### [EXERCISE DESCRIPTION]
Copy out each of the lines below word for word, omitting the pictures from your answer.

(Data items)
********
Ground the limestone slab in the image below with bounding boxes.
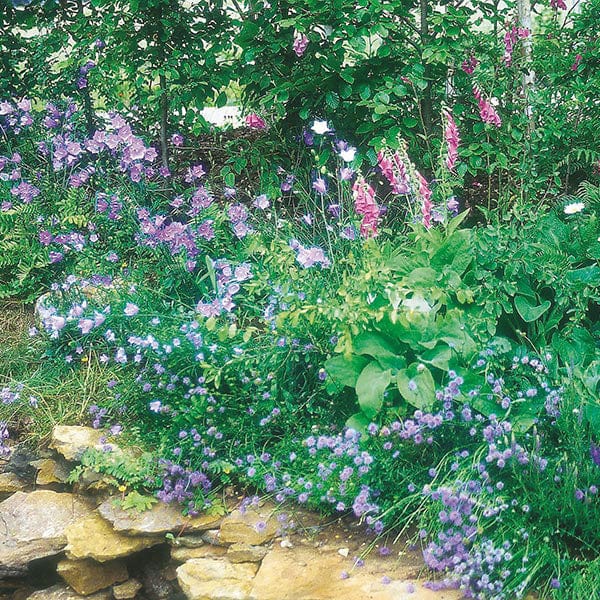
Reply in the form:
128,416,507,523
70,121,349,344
65,513,163,562
220,508,279,546
227,543,268,563
56,559,129,596
0,471,26,496
50,425,103,461
113,579,142,600
0,490,91,577
27,584,112,600
248,546,462,600
98,499,221,535
177,558,256,600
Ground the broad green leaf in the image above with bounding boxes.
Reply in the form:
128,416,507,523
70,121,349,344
421,344,453,371
346,412,371,433
514,296,551,323
567,265,600,286
396,363,435,410
356,361,392,418
325,355,369,387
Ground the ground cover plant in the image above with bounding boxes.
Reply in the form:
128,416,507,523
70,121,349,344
0,0,600,599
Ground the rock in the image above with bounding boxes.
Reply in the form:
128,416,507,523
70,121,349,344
********
### [WRITTEN RESPONSE]
Ground the limestone slab in the image below with bounding boxes.
Reply in the form:
128,416,507,523
70,121,349,344
65,513,163,562
220,508,279,546
227,543,268,563
56,559,129,596
0,471,26,496
50,425,103,461
113,579,142,600
0,490,91,577
27,584,112,600
248,546,462,600
98,499,221,535
177,558,256,600
Ground the broad green leaf in the image above with bounding boxes.
Reply in the form:
128,416,507,523
70,121,349,344
421,344,453,371
346,412,371,433
514,296,551,323
567,265,600,286
396,363,435,410
356,361,392,418
325,355,369,387
Ground the ground cover plant in the image above with bounding boxes.
Reply in the form:
128,416,507,523
70,121,349,344
0,0,600,599
Ground the rock in the image above with bounding boxes.
Reply in the form:
128,416,507,523
70,121,349,344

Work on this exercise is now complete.